**GIVEN ENTRIES**.
╔══

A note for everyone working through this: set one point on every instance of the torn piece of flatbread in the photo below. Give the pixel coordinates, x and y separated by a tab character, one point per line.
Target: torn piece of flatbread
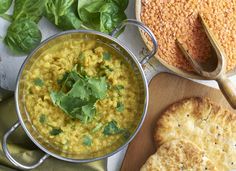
209	126
178	155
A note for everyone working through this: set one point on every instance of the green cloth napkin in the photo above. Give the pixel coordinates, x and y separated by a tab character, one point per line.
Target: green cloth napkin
24	150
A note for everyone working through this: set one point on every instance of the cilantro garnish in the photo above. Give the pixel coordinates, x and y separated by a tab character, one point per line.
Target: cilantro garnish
55	131
120	107
97	127
106	56
111	128
38	82
79	94
87	140
42	118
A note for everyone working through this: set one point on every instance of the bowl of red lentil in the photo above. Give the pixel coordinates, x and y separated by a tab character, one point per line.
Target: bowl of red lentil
172	19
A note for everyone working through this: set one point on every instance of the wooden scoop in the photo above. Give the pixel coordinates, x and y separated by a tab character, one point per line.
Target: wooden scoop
215	67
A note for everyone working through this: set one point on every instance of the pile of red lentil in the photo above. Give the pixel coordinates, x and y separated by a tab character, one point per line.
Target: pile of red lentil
172	19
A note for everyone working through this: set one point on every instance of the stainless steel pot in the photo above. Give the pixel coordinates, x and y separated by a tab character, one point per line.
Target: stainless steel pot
23	117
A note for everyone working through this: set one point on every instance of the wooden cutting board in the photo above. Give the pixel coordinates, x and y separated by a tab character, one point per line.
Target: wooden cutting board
164	89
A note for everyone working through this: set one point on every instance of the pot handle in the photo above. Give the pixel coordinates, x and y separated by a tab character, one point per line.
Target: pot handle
116	31
9	156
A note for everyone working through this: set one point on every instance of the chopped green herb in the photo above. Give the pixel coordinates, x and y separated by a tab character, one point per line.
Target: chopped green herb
79	94
126	134
87	140
38	82
111	128
55	131
42	119
56	97
97	127
106	56
120	107
119	87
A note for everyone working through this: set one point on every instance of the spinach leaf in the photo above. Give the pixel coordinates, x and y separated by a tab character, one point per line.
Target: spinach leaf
120	107
28	9
42	118
111	128
110	17
55	131
4	5
58	8
68	21
87	140
38	82
23	36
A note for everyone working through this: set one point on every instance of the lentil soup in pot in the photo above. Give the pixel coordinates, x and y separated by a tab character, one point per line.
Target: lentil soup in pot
82	97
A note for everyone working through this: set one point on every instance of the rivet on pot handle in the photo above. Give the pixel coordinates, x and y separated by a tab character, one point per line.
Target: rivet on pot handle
9	156
144	28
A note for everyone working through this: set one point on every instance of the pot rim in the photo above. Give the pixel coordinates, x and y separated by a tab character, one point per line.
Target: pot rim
146	96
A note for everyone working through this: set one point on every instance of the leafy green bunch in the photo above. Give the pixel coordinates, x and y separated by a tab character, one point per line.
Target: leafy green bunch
78	94
23	35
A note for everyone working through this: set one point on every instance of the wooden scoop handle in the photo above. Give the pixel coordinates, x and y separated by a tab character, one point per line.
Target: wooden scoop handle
228	89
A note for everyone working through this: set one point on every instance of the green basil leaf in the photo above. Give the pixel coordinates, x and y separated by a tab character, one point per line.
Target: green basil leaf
28	9
55	131
68	21
88	11
5	5
122	4
111	17
23	36
58	8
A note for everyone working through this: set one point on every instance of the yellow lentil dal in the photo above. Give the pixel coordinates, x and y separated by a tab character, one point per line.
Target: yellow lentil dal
50	67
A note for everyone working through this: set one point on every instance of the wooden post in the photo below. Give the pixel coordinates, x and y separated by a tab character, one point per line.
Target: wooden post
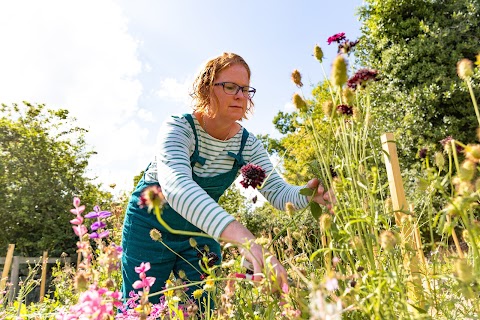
6	267
44	275
411	260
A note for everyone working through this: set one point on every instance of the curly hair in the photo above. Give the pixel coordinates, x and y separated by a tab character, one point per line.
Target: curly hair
203	84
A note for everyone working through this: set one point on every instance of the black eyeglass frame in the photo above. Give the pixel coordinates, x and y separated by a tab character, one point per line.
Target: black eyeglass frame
250	90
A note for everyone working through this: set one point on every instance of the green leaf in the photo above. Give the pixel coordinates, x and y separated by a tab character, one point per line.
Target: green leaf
315	209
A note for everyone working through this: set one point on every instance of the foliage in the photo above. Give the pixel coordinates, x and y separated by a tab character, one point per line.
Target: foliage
43	161
415	45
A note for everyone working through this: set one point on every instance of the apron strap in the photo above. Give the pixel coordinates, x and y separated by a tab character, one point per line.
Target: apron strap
195	158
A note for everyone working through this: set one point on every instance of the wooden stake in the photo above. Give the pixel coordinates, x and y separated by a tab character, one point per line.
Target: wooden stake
44	275
400	206
6	267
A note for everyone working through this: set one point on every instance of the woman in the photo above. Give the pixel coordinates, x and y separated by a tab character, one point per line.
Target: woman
199	156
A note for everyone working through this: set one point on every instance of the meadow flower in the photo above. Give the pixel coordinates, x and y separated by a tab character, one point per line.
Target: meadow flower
299	103
152	197
253	176
465	69
297	78
361	78
318	53
339	71
344	109
336	38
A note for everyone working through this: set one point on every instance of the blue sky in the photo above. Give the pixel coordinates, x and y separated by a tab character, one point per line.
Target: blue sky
121	67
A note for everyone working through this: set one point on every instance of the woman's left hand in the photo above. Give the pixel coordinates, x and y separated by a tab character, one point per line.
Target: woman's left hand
321	197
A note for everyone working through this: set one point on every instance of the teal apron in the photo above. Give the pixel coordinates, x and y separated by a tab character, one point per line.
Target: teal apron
138	247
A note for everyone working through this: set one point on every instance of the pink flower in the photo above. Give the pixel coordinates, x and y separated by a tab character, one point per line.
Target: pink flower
144	267
253	175
336	38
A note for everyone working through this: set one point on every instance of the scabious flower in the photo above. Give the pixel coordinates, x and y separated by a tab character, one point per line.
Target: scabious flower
253	176
152	197
344	109
318	53
297	78
361	78
336	38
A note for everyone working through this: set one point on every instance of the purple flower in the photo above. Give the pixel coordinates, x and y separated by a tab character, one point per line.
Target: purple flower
361	77
336	38
253	176
344	109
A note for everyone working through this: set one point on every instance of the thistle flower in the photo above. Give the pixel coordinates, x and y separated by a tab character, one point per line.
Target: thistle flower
465	69
253	176
388	241
297	78
344	109
422	153
339	71
299	103
152	197
338	37
327	108
361	78
318	53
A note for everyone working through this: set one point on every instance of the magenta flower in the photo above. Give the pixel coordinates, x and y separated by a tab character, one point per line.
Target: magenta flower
361	77
336	38
344	109
253	175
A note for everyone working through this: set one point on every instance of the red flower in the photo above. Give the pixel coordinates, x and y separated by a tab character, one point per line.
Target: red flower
253	176
336	38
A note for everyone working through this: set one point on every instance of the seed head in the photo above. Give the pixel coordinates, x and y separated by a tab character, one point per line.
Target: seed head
388	240
318	53
299	103
325	221
465	69
297	78
339	71
253	176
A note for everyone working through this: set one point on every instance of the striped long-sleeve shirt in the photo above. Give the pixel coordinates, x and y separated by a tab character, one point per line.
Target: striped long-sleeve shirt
176	143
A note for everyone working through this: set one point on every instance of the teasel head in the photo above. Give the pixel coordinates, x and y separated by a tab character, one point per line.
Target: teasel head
465	69
318	53
339	71
297	78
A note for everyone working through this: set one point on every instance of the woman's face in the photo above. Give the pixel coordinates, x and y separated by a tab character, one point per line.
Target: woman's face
230	107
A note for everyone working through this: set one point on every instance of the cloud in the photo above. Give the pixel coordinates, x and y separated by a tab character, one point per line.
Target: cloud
76	55
173	90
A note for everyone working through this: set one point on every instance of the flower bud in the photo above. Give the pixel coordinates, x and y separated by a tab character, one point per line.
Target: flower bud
388	241
297	78
465	69
299	103
339	71
318	53
325	221
464	271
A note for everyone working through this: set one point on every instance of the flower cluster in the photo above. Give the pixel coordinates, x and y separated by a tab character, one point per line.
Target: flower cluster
253	176
344	45
344	109
361	77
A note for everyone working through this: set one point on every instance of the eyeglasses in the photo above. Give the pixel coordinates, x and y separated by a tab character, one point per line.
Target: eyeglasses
231	88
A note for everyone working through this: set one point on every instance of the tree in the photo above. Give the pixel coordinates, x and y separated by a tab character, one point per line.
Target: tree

╚══

**TASK INSTRUCTIONS**.
Among the lines in the data above, find those containing "tree" and give only how many there are.

**REPLY**.
2